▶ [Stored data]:
● ● ● ●

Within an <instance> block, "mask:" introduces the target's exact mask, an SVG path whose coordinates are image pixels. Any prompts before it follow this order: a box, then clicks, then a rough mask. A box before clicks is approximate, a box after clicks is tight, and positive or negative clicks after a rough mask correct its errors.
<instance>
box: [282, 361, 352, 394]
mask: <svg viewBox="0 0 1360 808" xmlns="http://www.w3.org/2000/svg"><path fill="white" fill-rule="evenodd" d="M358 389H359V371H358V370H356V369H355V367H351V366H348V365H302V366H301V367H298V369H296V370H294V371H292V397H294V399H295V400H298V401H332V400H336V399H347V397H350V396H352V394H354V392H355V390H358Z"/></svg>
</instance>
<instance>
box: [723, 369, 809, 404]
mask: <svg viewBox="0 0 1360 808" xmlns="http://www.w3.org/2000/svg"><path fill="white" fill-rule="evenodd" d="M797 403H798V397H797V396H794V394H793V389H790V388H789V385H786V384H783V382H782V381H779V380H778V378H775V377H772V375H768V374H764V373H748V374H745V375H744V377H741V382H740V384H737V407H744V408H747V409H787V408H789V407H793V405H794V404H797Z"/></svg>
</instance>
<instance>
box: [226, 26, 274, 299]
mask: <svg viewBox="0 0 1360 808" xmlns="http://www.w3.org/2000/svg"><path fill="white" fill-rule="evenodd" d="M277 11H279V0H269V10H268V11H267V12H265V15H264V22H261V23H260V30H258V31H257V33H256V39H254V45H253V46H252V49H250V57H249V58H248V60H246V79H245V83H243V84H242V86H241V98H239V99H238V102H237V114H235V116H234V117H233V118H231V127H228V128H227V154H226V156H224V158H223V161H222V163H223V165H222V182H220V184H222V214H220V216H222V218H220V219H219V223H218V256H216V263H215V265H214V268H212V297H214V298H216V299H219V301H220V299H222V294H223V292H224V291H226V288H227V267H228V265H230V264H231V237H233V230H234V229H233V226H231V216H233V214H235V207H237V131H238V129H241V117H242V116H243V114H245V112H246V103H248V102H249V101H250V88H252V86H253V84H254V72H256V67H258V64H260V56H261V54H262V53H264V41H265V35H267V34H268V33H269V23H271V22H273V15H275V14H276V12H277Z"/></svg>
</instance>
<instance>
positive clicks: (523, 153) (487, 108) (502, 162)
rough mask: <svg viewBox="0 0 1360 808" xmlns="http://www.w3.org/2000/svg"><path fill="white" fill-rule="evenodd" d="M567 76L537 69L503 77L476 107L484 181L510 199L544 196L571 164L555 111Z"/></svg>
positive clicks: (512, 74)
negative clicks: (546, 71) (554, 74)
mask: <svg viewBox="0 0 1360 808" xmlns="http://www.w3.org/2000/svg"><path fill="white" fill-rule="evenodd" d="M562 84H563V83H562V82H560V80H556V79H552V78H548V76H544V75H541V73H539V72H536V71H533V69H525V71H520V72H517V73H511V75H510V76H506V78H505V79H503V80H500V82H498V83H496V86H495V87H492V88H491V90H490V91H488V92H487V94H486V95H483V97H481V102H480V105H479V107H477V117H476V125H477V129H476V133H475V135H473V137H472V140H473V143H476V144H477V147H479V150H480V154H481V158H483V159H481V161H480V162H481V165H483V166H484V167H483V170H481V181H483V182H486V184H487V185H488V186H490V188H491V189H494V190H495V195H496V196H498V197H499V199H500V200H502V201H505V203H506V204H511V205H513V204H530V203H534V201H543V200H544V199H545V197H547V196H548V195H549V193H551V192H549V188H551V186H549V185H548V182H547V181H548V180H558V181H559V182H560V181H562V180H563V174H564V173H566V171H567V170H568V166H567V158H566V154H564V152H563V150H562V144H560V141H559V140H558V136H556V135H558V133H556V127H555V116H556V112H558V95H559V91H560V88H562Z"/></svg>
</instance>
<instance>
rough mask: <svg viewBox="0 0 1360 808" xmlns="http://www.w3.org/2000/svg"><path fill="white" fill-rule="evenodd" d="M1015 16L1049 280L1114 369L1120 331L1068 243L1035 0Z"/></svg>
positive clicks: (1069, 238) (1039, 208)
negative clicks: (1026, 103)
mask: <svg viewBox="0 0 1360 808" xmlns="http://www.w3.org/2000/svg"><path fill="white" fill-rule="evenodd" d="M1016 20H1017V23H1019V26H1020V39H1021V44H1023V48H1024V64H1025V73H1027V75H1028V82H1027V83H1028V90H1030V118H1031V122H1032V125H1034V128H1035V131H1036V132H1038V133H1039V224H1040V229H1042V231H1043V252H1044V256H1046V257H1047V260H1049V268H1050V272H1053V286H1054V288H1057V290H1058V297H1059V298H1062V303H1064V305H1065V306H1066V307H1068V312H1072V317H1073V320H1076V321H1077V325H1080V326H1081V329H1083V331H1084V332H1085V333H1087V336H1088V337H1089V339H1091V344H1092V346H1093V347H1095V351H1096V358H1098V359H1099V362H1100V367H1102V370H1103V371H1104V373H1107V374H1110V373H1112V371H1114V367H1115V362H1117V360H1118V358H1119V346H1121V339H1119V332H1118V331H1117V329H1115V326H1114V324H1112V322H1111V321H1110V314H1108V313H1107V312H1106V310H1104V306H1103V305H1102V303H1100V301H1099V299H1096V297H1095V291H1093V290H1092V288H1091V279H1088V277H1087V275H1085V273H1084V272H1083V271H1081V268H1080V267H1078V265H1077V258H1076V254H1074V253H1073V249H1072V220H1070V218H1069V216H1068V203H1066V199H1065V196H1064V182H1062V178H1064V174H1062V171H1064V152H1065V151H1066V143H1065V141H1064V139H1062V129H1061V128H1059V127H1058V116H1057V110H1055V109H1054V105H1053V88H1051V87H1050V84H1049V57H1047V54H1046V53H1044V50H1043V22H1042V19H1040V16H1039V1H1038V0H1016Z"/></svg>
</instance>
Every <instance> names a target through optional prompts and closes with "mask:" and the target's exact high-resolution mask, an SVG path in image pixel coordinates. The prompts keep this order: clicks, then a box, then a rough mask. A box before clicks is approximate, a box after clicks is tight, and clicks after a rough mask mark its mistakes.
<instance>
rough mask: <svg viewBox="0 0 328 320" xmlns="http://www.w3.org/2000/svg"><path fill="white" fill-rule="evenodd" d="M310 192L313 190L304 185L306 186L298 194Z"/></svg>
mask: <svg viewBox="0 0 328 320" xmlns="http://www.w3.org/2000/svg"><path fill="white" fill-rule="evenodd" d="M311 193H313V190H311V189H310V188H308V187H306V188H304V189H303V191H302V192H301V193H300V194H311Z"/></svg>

● ● ● ●

▶ [Activity]:
Precisely as given, transcribe all of the entries above.

▶ [Answer section]:
Within an <instance> block, "mask:" introduces the target's exact mask, an SVG path whose coordinates are image pixels. Any prompts before it follow this order: a box, then clicks, then a rough mask. A box before clicks is approximate, a box after clicks is tight, and positive or negative clicks after a rough mask correct its errors.
<instance>
box: [282, 361, 352, 394]
mask: <svg viewBox="0 0 1360 808" xmlns="http://www.w3.org/2000/svg"><path fill="white" fill-rule="evenodd" d="M358 389H359V371H358V370H356V369H355V367H351V366H348V365H302V366H301V367H298V369H296V370H294V371H292V397H294V399H295V400H298V401H332V400H336V399H347V397H350V396H352V394H354V392H355V390H358Z"/></svg>
</instance>
<instance>
box: [723, 369, 809, 404]
mask: <svg viewBox="0 0 1360 808" xmlns="http://www.w3.org/2000/svg"><path fill="white" fill-rule="evenodd" d="M797 403H798V397H797V396H794V394H793V389H790V388H789V385H786V384H783V382H782V381H779V380H778V378H775V377H772V375H768V374H764V373H748V374H745V375H744V377H741V382H740V384H737V407H744V408H747V409H787V408H789V407H793V405H794V404H797Z"/></svg>
</instance>
<instance>
box: [226, 26, 274, 299]
mask: <svg viewBox="0 0 1360 808" xmlns="http://www.w3.org/2000/svg"><path fill="white" fill-rule="evenodd" d="M277 11H279V0H269V10H268V11H267V12H265V15H264V22H261V23H260V30H258V31H257V33H256V39H254V45H253V46H252V49H250V57H249V58H248V60H246V79H245V83H243V84H242V86H241V98H239V99H238V102H237V114H235V116H234V117H233V118H231V127H228V128H227V154H226V156H224V158H223V161H222V163H223V165H222V182H220V184H222V214H220V216H222V218H220V219H219V223H218V256H216V263H215V265H214V268H212V297H214V298H216V299H219V301H220V299H222V294H223V292H224V291H226V288H227V267H228V265H230V264H231V237H233V230H234V229H233V226H231V216H233V214H235V207H237V131H238V129H241V117H242V116H243V114H245V112H246V103H248V102H249V101H250V88H252V86H253V84H254V72H256V67H258V64H260V56H261V54H262V53H264V41H265V35H267V34H268V33H269V23H271V22H273V15H275V14H276V12H277Z"/></svg>
</instance>
<instance>
positive clicks: (523, 153) (487, 108) (502, 162)
rough mask: <svg viewBox="0 0 1360 808" xmlns="http://www.w3.org/2000/svg"><path fill="white" fill-rule="evenodd" d="M567 76L537 69L503 77L476 107L484 181L510 199L544 196L571 164L555 111Z"/></svg>
positive clicks: (512, 74)
negative clicks: (546, 71) (554, 74)
mask: <svg viewBox="0 0 1360 808" xmlns="http://www.w3.org/2000/svg"><path fill="white" fill-rule="evenodd" d="M562 84H563V83H562V82H560V80H556V79H552V78H548V76H544V75H541V73H539V72H536V71H533V69H525V71H520V72H517V73H511V75H510V76H506V78H505V79H503V80H500V82H498V83H496V86H495V87H492V88H491V90H490V91H488V92H487V94H486V95H483V97H481V102H480V105H479V107H477V117H476V125H477V129H476V133H475V135H473V137H472V140H473V143H476V144H477V147H479V150H480V154H481V158H483V159H481V161H480V162H481V165H483V166H484V167H483V170H481V181H483V182H486V184H487V185H488V186H490V188H491V189H494V190H495V195H496V196H498V197H499V199H500V200H502V201H505V203H506V204H511V205H513V204H530V203H534V201H543V200H544V199H545V197H547V196H548V195H549V193H551V192H549V188H551V186H549V185H548V182H547V181H548V180H558V181H559V182H560V181H562V180H563V174H564V173H566V171H567V170H568V166H567V158H566V154H564V152H563V150H562V144H560V141H559V140H558V136H556V135H558V133H556V127H555V116H556V112H558V95H559V91H560V88H562Z"/></svg>
</instance>
<instance>
rough mask: <svg viewBox="0 0 1360 808" xmlns="http://www.w3.org/2000/svg"><path fill="white" fill-rule="evenodd" d="M1015 16L1049 280L1114 369L1120 331L1068 243L1035 0Z"/></svg>
positive clicks: (1069, 238) (1039, 208)
negative clicks: (1026, 103)
mask: <svg viewBox="0 0 1360 808" xmlns="http://www.w3.org/2000/svg"><path fill="white" fill-rule="evenodd" d="M1016 20H1017V23H1019V26H1020V39H1021V44H1023V48H1024V64H1025V73H1027V75H1028V82H1027V83H1028V90H1030V118H1031V122H1032V125H1034V128H1035V131H1036V132H1038V133H1039V224H1040V229H1042V231H1043V252H1044V256H1046V257H1047V260H1049V268H1050V272H1053V286H1054V288H1057V290H1058V297H1059V298H1062V303H1064V305H1065V306H1066V307H1068V312H1072V317H1073V320H1076V321H1077V325H1080V326H1081V329H1083V331H1084V332H1085V333H1087V336H1088V337H1089V339H1091V344H1092V346H1093V347H1095V351H1096V358H1098V359H1099V362H1100V367H1102V370H1103V371H1104V373H1107V374H1110V373H1112V371H1114V367H1115V362H1117V360H1118V358H1119V346H1121V339H1119V332H1118V331H1117V329H1115V326H1114V324H1112V322H1111V321H1110V314H1108V313H1107V312H1106V310H1104V306H1103V305H1102V303H1100V301H1099V299H1096V297H1095V291H1093V290H1092V288H1091V279H1088V277H1087V275H1085V273H1084V272H1083V271H1081V268H1080V267H1078V265H1077V258H1076V254H1074V253H1073V249H1072V220H1070V218H1069V216H1068V203H1066V199H1065V196H1064V182H1062V178H1064V174H1062V171H1064V152H1065V151H1066V143H1065V141H1064V139H1062V129H1061V128H1059V127H1058V116H1057V110H1055V109H1054V105H1053V88H1051V87H1050V84H1049V57H1047V54H1046V53H1044V50H1043V22H1042V19H1040V16H1039V1H1038V0H1016Z"/></svg>
</instance>
Every <instance> names a target through optional prompts and closes with "mask:" and the target's exact high-resolution mask, an SVG path in image pixel coordinates. The prompts keep this order: clicks, then a box, then a rough mask. A box before clicks is approximate, a box after clicks is tight, and clicks after a rough mask mark its mistakes.
<instance>
rough mask: <svg viewBox="0 0 328 320" xmlns="http://www.w3.org/2000/svg"><path fill="white" fill-rule="evenodd" d="M310 192L313 190L304 185L306 186L298 194Z"/></svg>
mask: <svg viewBox="0 0 328 320" xmlns="http://www.w3.org/2000/svg"><path fill="white" fill-rule="evenodd" d="M311 193H313V190H311V189H310V188H308V187H306V188H304V189H303V191H302V192H301V193H300V194H311Z"/></svg>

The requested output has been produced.